** Source excerpt **
####

Messes and Overcooked Soups by Chun Kai Qun [2017]
[06.05.17 — 17.06.17]
As part of this year's exhibition programme on the contemporary's recent past, Grey Projects is proud to present Messes and Overcooked Soups, a sequence of prints, drawings, ink paintings and sketchbooks completed by Chun Kai Qun in a three-year period in the 2000s.
These works were previously shown in a scattering of cafes and artist-run spaces, or have never been seen outside of a small circle of friends. Created while Chun was in the midst of his NAFA studies and in his first years of artistic practice, they evidenced a close entwining of drawing and printmaking, as well as the full range of his current interests and preoccupations with musical performance, social outcasts, poster art and popular food culture. Rather than a chronological display, the galleries are arranged to emphasise the proximate relationship between his sketches and his prints. Chun's fondness for dioramic presentations are presaged here in his smaller sketchbook, as well as in drawing-based prints such as Grass Cutter (2008), images that display its mise en scène from a wide-angled, drone's-eye view. These scenes are settings for Chun's unique theatre, populated by dramatis personae that together form a lumpen crowd, including punks, beggars, cooks, restaurant mascots and feral children. The specific dramas might be uncertain, but the emotions, captured in the vibrato of his lines in the Ronnie and Buckethead set for example, are unquestionably heightened.

####

** Given records **

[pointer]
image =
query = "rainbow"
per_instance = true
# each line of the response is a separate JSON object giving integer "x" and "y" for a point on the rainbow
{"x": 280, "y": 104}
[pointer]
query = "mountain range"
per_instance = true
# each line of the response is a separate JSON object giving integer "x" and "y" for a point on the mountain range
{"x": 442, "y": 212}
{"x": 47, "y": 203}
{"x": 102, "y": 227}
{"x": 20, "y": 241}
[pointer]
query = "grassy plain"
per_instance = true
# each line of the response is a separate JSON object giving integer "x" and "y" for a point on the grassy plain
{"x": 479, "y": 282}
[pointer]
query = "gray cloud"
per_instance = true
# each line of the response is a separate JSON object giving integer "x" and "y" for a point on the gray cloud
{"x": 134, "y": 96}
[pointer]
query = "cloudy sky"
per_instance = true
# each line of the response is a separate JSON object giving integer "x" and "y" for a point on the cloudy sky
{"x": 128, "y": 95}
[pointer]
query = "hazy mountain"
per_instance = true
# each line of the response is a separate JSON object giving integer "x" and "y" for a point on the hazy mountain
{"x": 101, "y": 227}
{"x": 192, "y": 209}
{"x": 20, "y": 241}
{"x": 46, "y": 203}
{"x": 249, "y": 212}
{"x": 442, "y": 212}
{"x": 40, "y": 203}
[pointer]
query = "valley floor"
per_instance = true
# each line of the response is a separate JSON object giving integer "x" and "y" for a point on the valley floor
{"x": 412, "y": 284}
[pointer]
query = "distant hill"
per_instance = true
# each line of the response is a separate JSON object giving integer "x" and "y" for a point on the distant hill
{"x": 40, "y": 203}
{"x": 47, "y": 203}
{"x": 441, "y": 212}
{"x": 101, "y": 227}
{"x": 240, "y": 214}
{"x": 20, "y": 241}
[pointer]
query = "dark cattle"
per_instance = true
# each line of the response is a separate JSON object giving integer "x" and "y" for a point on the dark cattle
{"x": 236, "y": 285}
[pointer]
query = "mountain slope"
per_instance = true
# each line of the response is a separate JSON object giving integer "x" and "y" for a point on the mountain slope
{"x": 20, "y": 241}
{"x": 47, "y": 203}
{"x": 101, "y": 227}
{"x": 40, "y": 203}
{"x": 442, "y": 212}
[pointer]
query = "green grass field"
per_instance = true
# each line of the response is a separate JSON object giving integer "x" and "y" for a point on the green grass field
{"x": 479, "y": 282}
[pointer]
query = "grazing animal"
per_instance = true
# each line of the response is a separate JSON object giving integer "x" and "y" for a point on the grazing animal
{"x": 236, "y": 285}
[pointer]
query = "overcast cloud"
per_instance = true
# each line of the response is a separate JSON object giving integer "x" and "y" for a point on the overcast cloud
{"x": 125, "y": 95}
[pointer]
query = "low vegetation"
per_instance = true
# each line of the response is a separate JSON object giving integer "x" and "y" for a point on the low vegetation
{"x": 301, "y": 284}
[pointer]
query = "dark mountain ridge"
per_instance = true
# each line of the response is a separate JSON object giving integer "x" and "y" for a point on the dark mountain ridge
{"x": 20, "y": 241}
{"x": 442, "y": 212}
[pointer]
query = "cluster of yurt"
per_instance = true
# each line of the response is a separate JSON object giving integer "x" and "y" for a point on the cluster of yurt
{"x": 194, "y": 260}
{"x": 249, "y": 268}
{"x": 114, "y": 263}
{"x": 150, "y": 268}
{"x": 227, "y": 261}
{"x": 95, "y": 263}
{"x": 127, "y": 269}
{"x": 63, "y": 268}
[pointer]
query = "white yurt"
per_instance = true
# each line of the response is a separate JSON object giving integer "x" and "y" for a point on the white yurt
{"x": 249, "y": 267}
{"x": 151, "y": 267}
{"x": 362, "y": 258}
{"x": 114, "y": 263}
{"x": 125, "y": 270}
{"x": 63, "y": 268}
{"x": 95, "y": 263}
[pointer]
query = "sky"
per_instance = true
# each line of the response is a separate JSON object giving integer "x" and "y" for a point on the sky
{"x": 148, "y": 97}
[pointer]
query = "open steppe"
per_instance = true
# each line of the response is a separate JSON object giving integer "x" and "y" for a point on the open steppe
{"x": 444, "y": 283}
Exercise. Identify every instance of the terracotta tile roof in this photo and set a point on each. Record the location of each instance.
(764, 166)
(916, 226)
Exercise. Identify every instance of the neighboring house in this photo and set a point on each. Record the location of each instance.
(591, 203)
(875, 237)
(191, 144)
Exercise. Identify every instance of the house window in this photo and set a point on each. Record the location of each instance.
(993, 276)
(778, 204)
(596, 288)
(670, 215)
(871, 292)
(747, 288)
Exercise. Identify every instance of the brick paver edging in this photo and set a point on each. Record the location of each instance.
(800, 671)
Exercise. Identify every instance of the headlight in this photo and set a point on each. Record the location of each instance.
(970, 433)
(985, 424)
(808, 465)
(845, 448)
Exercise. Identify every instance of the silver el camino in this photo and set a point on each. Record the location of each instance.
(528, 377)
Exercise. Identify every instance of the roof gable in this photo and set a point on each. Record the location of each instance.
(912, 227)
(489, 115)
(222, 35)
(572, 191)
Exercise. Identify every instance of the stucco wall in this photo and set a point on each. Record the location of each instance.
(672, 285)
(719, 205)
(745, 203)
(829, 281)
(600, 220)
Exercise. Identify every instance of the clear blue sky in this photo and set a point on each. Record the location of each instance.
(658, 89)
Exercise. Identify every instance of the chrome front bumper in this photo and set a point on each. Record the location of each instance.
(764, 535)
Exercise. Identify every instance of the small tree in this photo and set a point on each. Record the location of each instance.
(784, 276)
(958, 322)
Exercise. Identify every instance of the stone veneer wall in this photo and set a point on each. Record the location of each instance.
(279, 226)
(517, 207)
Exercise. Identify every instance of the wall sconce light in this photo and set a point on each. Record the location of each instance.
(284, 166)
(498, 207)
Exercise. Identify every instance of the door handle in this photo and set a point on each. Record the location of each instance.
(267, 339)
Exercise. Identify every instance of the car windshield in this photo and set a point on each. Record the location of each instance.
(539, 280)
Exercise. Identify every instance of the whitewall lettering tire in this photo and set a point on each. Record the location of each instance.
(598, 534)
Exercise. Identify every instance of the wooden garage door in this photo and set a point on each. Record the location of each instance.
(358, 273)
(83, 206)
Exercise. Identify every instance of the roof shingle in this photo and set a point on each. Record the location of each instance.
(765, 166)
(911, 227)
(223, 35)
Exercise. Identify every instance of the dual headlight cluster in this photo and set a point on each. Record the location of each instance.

####

Reproduce the exhibition text on Messes and Overcooked Soups word for word, from its title line through its final sentence.

** Correct result **
Messes and Overcooked Soups by Chun Kai Qun [2017]
[06.05.17 — 17.06.17]
As part of this year's exhibition programme on the contemporary's recent past, Grey Projects is proud to present Messes and Overcooked Soups, a sequence of prints, drawings, ink paintings and sketchbooks completed by Chun Kai Qun in a three-year period in the 2000s.
These works were previously shown in a scattering of cafes and artist-run spaces, or have never been seen outside of a small circle of friends. Created while Chun was in the midst of his NAFA studies and in his first years of artistic practice, they evidenced a close entwining of drawing and printmaking, as well as the full range of his current interests and preoccupations with musical performance, social outcasts, poster art and popular food culture. Rather than a chronological display, the galleries are arranged to emphasise the proximate relationship between his sketches and his prints. Chun's fondness for dioramic presentations are presaged here in his smaller sketchbook, as well as in drawing-based prints such as Grass Cutter (2008), images that display its mise en scène from a wide-angled, drone's-eye view. These scenes are settings for Chun's unique theatre, populated by dramatis personae that together form a lumpen crowd, including punks, beggars, cooks, restaurant mascots and feral children. The specific dramas might be uncertain, but the emotions, captured in the vibrato of his lines in the Ronnie and Buckethead set for example, are unquestionably heightened.